-- Entries provided follows --

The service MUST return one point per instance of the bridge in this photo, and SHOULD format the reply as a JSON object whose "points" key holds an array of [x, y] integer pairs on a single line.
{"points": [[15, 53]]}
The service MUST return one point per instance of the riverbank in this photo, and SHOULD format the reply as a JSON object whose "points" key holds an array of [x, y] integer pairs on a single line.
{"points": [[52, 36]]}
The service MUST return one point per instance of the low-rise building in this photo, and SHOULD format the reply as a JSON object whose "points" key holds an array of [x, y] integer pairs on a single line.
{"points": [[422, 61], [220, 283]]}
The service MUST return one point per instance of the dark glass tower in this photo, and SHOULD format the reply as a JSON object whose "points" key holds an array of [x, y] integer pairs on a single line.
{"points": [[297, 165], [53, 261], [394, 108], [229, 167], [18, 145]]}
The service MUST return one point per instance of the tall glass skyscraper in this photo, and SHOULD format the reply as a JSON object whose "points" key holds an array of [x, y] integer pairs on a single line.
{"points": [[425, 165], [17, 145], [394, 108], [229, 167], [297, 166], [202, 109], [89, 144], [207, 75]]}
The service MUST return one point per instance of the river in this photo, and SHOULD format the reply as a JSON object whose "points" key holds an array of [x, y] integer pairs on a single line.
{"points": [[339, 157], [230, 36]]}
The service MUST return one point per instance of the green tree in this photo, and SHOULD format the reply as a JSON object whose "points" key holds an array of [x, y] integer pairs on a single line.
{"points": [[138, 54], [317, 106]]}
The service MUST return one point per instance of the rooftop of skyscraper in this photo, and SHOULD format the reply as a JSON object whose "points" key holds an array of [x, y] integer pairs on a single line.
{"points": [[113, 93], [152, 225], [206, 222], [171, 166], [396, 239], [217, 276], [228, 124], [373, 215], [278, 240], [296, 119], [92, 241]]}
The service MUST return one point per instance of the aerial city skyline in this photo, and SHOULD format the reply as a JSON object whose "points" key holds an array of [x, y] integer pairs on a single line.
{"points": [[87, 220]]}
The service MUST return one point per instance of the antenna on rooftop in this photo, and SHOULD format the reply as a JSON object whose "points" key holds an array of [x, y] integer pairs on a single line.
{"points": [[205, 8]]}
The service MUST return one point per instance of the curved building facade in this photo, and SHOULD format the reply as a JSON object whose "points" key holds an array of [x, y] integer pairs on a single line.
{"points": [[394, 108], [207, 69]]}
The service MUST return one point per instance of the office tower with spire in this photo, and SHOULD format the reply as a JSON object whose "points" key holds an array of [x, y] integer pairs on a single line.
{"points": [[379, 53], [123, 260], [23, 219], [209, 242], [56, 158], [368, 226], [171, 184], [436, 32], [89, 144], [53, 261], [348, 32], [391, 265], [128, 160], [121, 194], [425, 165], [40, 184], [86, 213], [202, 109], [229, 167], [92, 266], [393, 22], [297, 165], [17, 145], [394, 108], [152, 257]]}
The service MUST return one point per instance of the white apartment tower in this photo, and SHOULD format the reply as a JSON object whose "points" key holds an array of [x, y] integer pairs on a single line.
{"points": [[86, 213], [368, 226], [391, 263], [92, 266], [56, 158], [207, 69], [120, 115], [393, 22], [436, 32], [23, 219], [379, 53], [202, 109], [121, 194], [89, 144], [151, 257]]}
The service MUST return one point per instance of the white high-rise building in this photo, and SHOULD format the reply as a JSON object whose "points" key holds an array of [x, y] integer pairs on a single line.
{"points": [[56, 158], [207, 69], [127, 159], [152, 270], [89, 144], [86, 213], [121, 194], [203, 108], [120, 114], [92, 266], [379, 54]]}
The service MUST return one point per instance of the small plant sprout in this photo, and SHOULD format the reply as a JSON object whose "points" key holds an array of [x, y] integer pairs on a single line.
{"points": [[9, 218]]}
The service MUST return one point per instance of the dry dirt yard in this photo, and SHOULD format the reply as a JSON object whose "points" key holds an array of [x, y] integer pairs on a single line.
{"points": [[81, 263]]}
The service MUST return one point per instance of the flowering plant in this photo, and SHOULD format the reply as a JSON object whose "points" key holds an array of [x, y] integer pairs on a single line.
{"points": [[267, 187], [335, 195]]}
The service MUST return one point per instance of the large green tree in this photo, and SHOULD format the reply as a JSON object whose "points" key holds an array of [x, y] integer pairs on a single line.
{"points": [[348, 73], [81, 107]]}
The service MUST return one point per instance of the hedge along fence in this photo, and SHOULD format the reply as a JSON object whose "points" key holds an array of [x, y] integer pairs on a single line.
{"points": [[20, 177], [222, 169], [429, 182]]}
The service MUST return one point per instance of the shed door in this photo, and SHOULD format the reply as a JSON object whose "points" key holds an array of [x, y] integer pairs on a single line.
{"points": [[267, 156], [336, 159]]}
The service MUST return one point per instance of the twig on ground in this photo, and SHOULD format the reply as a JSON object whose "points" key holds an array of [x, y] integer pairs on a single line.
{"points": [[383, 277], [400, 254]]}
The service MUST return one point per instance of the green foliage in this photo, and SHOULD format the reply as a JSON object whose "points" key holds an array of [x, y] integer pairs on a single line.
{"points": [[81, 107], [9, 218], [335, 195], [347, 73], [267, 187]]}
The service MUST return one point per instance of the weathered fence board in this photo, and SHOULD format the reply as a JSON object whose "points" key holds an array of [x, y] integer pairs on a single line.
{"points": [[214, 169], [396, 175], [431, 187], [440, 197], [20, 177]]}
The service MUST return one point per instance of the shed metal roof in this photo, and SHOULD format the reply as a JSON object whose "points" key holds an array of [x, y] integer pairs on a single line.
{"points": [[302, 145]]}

-- Entries provided concluded --

• _Problem details_: Reproduce each entry above without a single difference.

• _Output of the exercise_:
The service MUST return one point per instance of the bridge in this photo, and SHOULD format the reply as a JSON object whose "points" key holds an array of [x, y] integer pairs on a single line.
{"points": [[15, 53]]}
The service MUST return one point per instance of the riverbank in this photo, and SHOULD format the reply as a JSON object whose "points" key holds an array of [x, y] integer pairs on a single line.
{"points": [[52, 36]]}
The service MUST return one point per instance of the low-rise building in this photo, and SHOULD format the reply as a JSON object whose "points" key holds an array of [x, y] integer pairs on a single line.
{"points": [[422, 61], [220, 283]]}
The service MUST return one point per instance of the dark glass tower in this photo, and SHOULD format the reply as a JSON object whose "points" key holds an array of [x, y] integer pairs on a single line.
{"points": [[297, 165], [53, 261], [394, 108], [229, 167], [18, 145]]}
The service MUST return one point per instance of the tall glass skyscraper in this photo, and SHOULD format the reply as a JSON object whose "points" key holds an array of [x, y] integer pairs on a single line.
{"points": [[425, 165], [17, 145], [394, 108], [229, 167], [297, 166], [202, 109], [89, 144], [207, 75]]}
The service MUST return one point per instance of the river in this photo, and SHOULD format the reply as a JSON object whose "points" key holds an array of [x, y] integer pairs on a single line.
{"points": [[339, 157], [230, 36]]}
The service MUST return one point per instance of the green tree in this photo, and SHOULD format the reply as a JSON object whose "points" key holds an array of [x, y] integer pairs on a single line.
{"points": [[138, 54], [317, 106]]}
The service MUST return one point per instance of the rooftop of skyscraper in this photo, and SHOULD format the reply as a JSON object whose "points" key holds an array of [x, y] integer pairs on a single line.
{"points": [[113, 93], [152, 225], [206, 222], [171, 166], [396, 239], [217, 276], [228, 124], [373, 215], [278, 240], [296, 119], [92, 241]]}
The service MUST return one point per instance of the aerial city skyline in this photo, and SHOULD format the reply as a JSON object whose "points" key holds an array of [x, y] integer pairs on a single line.
{"points": [[87, 220]]}
The service MUST return one point per instance of the antenna on rooftop in this photo, and SHOULD format the reply as a JSON object whose "points" key holds an array of [x, y] integer pairs on a single line.
{"points": [[205, 8]]}
The service MUST return one point per instance of the curved building facade in this photo, and SHOULD format the reply as a JSON object whose "points" key holds an array of [x, y] integer pairs on a single line.
{"points": [[394, 108], [207, 69]]}
The service MUST return one point per instance of the office tower with spire in this photo, and SHOULD format the reply as a JSON object whose "points" key holds an array of [x, y] integer pairs on a single line.
{"points": [[379, 53], [123, 260], [23, 219], [209, 242], [56, 158], [368, 226], [171, 184], [436, 32], [89, 144], [53, 261], [348, 32], [391, 265], [128, 160], [121, 194], [425, 165], [40, 184], [86, 213], [202, 109], [229, 167], [92, 266], [393, 22], [297, 165], [17, 145], [394, 108], [152, 257]]}
The service MUST return one point per instance of the white apartment tower in this photo, and SHOULD format the reply as a JSON object whose "points" key holds an array of [x, y] integer pairs on a single line.
{"points": [[86, 213], [368, 226], [391, 263], [92, 266], [56, 158], [207, 69], [120, 115], [393, 22], [436, 32], [23, 219], [379, 53], [202, 109], [121, 194], [89, 144], [151, 257]]}
The service MUST return one point per instance of the white high-rise building in this photo, and SHOULD format the reply as a JSON object whose "points" key holds an array of [x, y] integer pairs on a single line.
{"points": [[56, 158], [207, 69], [127, 159], [152, 270], [89, 144], [86, 213], [121, 194], [203, 108], [120, 114], [92, 266], [379, 54]]}
The service MUST return one point per instance of the small plant sprout in this photo, and SHOULD format the reply as a JSON object whose "points" key holds an array of [x, y] integer pairs on a single line.
{"points": [[9, 218]]}
The service MUST return one point per instance of the dry dirt yard in this photo, and SHOULD format the reply as a JSON object whose "points" key holds an array of [x, y] integer pairs on a single line.
{"points": [[81, 263]]}
The service MUST return one point per instance of the flowering plant in this photo, and SHOULD format the reply as a JSON object whose "points" key holds an array of [x, y] integer pairs on a single line.
{"points": [[267, 187], [335, 195]]}
The service MUST return one point per instance of the large green tree in this photo, and SHOULD format the reply as a JSON object whose "points" key holds an array of [x, y] integer pairs on a single line.
{"points": [[348, 73], [81, 107]]}
The service MUST return one point per instance of the hedge along fence in this photo, and SHOULD format the reply as a JSON object whose "points" key holds an array of [x, y] integer pairs on a single line.
{"points": [[20, 177], [222, 169], [429, 182]]}
The service MUST return one point per instance of the shed door in this photo, and SHOULD format the reply as a JSON object whose "points" key holds an array of [x, y] integer pairs on a single line.
{"points": [[267, 156], [336, 159]]}
The service MUST return one point per instance of the twig on ground in this photo, and SHOULD format the reply as a JSON object whose "points" key holds an array of [x, y] integer pairs on a single line.
{"points": [[383, 277], [400, 254]]}
The service MUST return one point per instance of the green foliage in this photo, and SHOULD format the reply as a JSON object whose "points" key holds an array of [x, y] integer pairs on a single line.
{"points": [[81, 107], [9, 218], [335, 195], [347, 73], [267, 187]]}
The service MUST return one point per instance of the weathered fence board in this photo, and SHOULD format the reply as a JSON object whose "points" key holds an array of [x, y] integer pairs on a single line.
{"points": [[214, 169], [396, 175], [431, 187], [440, 197], [20, 177]]}
The service MUST return one point per instance of the shed metal roof in this photo, and SHOULD format the reply as a JSON object whose "points" key holds an array of [x, y] integer pairs on a single line.
{"points": [[302, 145]]}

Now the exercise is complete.